#### Data listing:
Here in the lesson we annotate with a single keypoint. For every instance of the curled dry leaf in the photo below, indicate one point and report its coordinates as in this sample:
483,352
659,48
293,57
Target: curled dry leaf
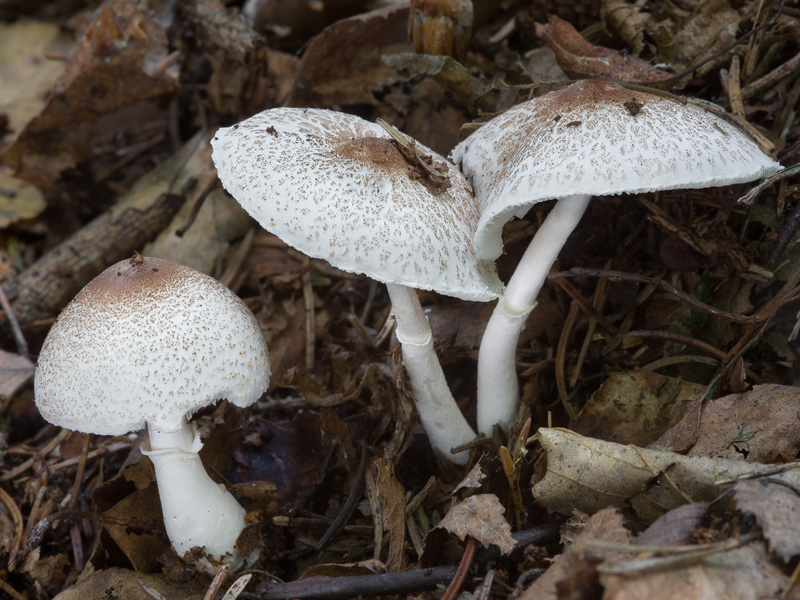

#### EXERCISE DESCRIPTION:
Please count the lines in the material above that contain the word "leaf", and give only that number.

#### REPLY:
2